Counting the line with "positive clicks: (209, 242) (204, 242)" as the last one, copy out the lines of the data exactly from the first onward.
*** Information provided Section Begins ***
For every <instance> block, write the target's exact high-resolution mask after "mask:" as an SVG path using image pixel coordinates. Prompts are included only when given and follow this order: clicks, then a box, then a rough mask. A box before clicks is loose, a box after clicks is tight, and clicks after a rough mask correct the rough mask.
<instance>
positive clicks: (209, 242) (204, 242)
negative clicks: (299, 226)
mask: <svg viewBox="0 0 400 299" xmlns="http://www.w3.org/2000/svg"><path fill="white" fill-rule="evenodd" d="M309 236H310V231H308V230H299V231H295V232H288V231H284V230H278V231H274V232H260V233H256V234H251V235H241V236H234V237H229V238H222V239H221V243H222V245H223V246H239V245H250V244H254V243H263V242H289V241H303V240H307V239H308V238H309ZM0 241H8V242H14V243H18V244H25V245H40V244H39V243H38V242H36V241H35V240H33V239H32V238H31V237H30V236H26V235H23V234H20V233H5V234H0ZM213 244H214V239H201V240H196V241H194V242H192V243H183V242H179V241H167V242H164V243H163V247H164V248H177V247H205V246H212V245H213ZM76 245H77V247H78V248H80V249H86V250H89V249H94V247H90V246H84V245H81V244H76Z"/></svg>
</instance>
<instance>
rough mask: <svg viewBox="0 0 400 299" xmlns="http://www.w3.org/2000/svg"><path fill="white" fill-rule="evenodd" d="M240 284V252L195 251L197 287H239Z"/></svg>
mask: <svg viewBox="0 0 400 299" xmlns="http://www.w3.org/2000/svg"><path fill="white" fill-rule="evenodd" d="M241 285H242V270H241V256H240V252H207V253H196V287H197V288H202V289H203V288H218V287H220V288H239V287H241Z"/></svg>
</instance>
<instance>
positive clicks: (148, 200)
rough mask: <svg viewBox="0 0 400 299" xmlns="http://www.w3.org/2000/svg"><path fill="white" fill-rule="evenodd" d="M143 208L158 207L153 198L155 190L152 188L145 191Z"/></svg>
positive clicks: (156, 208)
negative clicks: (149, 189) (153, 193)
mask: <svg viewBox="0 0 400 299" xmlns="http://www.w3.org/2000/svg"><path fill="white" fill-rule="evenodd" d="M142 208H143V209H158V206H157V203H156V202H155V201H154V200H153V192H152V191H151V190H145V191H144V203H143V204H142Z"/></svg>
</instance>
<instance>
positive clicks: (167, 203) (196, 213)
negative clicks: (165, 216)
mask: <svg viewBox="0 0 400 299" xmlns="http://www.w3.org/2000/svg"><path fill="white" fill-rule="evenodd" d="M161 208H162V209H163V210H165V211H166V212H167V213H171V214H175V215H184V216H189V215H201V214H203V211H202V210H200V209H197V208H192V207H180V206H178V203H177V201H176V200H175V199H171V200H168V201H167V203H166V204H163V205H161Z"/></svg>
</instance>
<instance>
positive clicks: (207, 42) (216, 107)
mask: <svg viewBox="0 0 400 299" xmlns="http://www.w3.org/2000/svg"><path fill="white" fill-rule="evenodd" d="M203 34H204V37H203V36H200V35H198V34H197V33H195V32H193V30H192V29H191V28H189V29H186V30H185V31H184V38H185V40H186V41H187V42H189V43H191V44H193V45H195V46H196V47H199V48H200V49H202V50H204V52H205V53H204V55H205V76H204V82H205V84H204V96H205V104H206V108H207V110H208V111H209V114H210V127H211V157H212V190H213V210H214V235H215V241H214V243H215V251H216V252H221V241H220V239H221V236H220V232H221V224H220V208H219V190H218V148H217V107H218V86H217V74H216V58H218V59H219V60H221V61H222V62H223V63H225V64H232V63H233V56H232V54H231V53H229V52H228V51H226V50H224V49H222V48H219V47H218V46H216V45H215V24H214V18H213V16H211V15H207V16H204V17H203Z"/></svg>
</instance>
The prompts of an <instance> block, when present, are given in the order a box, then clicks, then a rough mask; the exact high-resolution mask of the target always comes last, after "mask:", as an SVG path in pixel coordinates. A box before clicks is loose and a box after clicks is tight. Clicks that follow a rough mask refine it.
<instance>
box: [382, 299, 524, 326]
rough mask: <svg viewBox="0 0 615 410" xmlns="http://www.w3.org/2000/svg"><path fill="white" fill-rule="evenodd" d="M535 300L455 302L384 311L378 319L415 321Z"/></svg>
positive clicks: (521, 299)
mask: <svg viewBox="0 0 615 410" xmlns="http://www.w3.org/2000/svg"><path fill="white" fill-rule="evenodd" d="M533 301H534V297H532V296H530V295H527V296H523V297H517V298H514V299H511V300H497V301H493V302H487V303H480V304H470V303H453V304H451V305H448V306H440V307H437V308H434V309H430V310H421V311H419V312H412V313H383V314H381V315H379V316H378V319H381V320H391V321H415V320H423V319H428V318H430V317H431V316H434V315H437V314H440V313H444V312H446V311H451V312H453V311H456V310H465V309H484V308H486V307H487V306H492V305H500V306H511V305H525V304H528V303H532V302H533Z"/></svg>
*** Information provided Section Ends ***
Answer box:
For every <instance> block, write the target's exact high-resolution mask after "mask:" as an SVG path using image pixel coordinates. Prompts are included only when given and follow this order: clicks, then a box, then a rough mask. A box before clicks is loose, a box after clicks is tight, and clicks after a rough mask correct the rough mask.
<instance>
positive clicks: (209, 242) (204, 242)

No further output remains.